CONSEGNA | Cita parola per parola il passo della pagina sui motivi di ricorso, a partire da "Con il quinto" e fino a "per violazione dell’art.".

PAGINA |

Con il quinto motivo si deduce identico vizio di legittimità in relazione al capo
52) della rubrica.
Con il sesto motivo si deduce inosservanza di norme processuali per violazione
dell’art. 292 in relazione ai presupposti di cui all’art. 274 e per violazione dell’art.
125 del codice di rito, in relazione alla motivazione meramente apparente con
riferimento alla sussistenza delle esigenze cautelari.
Con il settimo motivo si denuncia identico vizio di motivazione con riferimento

con riferimento ai reati di cui ai capi di 24) e 52) dell’incolpazione.

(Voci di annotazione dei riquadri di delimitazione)
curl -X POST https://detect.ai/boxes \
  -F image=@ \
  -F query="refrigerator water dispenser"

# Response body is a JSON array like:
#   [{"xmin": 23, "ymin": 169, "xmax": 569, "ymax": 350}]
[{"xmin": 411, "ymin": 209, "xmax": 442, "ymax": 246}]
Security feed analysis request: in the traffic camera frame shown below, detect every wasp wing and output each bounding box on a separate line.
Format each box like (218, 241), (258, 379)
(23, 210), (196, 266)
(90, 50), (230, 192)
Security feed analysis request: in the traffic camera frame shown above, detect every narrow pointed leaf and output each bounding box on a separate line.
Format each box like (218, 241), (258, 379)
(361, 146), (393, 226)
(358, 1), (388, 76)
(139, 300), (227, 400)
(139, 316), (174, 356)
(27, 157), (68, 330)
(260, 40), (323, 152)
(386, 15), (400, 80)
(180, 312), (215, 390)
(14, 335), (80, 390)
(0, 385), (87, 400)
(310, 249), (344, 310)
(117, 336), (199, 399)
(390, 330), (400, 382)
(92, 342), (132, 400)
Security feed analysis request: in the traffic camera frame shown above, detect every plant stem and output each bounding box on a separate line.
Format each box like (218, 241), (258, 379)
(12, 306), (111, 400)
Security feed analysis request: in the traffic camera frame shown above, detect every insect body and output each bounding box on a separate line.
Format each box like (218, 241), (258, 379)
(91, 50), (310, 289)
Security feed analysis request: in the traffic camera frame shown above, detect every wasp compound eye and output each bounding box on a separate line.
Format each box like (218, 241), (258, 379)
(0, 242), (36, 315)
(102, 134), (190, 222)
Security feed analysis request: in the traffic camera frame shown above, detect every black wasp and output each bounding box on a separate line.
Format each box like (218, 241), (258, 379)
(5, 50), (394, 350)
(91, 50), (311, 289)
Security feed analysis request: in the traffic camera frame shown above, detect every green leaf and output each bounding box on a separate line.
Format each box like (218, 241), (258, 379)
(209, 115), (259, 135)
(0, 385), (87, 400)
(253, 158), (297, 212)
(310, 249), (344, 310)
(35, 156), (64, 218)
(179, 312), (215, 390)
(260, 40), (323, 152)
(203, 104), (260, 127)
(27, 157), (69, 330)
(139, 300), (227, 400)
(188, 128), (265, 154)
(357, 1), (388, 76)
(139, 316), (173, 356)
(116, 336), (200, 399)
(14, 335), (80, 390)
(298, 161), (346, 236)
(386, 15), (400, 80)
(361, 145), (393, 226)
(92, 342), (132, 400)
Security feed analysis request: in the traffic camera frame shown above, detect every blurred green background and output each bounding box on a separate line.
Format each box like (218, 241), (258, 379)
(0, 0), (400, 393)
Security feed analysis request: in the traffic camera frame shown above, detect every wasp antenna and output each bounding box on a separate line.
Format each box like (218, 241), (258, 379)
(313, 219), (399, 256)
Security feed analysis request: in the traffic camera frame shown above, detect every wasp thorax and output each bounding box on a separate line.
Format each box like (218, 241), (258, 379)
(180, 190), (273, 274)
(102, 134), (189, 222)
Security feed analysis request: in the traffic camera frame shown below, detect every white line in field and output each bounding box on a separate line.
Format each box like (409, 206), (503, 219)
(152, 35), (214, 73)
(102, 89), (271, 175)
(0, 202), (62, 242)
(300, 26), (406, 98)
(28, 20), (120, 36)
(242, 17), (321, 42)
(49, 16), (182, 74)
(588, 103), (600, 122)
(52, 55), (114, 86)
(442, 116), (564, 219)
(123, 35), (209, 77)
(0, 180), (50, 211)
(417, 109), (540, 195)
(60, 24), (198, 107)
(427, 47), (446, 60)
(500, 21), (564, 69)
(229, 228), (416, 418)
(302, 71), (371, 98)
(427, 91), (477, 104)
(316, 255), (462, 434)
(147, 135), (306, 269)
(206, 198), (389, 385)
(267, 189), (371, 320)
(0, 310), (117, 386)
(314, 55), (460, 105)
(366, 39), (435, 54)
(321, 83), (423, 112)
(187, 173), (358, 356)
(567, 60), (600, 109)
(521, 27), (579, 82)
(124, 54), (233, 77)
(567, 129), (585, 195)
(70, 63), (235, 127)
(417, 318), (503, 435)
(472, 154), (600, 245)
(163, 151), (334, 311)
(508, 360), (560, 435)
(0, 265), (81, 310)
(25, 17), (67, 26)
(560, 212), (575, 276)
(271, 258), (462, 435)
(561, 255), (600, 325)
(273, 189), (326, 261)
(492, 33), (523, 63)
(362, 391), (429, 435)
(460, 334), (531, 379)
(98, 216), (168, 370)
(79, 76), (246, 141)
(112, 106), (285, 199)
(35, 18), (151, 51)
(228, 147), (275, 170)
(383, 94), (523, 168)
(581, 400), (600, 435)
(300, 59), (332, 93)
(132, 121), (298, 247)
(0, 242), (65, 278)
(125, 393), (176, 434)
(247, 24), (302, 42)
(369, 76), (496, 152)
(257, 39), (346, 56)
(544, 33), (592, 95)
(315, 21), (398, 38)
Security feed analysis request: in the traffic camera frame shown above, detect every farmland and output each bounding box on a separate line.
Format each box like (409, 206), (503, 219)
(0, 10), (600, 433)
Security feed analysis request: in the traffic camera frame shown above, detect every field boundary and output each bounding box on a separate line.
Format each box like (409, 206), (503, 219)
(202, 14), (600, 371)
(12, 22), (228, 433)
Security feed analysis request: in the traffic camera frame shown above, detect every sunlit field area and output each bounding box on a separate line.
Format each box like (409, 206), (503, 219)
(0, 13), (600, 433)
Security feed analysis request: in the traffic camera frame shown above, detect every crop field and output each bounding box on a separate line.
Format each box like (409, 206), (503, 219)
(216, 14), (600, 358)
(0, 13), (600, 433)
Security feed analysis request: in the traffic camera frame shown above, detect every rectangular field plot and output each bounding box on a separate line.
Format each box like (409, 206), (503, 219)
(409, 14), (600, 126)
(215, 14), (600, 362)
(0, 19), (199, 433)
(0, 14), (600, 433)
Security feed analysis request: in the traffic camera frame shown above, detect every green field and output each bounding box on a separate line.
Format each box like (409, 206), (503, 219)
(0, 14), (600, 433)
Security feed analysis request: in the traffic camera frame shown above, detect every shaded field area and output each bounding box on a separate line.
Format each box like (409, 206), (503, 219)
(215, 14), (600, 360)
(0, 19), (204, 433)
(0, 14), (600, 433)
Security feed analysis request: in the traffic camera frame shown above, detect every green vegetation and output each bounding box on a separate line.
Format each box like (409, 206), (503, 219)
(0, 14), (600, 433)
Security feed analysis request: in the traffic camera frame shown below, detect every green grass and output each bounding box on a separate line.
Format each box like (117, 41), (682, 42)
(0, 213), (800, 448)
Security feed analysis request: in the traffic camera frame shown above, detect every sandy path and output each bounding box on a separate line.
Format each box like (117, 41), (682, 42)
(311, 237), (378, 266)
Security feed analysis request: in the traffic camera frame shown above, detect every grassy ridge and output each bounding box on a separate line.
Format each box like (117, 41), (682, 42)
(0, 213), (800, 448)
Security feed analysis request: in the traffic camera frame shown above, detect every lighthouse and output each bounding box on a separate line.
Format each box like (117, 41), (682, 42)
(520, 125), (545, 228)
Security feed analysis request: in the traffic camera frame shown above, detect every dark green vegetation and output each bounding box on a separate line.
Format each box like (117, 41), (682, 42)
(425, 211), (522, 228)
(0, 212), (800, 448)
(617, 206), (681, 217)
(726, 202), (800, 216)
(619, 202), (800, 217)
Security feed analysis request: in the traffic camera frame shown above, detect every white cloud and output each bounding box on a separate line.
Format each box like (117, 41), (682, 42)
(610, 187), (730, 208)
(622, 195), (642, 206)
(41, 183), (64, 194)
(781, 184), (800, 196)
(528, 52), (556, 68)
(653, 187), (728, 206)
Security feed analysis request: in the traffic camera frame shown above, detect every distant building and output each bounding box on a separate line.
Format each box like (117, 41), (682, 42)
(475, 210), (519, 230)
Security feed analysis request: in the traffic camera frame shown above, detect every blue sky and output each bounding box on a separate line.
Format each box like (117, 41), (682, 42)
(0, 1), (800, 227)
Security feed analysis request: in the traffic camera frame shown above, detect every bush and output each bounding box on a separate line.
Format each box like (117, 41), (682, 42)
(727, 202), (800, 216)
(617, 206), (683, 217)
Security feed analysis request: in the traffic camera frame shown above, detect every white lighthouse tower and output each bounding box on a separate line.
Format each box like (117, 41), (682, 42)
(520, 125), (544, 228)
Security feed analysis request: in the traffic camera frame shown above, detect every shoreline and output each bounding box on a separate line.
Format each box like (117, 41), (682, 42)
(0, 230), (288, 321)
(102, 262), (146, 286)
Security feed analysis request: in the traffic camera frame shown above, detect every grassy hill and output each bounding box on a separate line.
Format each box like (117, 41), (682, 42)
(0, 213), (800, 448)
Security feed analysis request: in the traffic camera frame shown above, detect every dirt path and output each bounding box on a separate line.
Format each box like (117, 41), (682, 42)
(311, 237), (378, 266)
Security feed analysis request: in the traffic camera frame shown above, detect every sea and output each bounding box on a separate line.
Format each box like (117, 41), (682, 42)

RISPOSTA COMPLETA |
Con il quinto motivo si deduce identico vizio di legittimità in relazione al capo
52) della rubrica.
Con il sesto motivo si deduce inosservanza di norme processuali per violazione
dell’art. 292 in relazione ai presupposti di cui all’art. 274 e per violazione dell’art.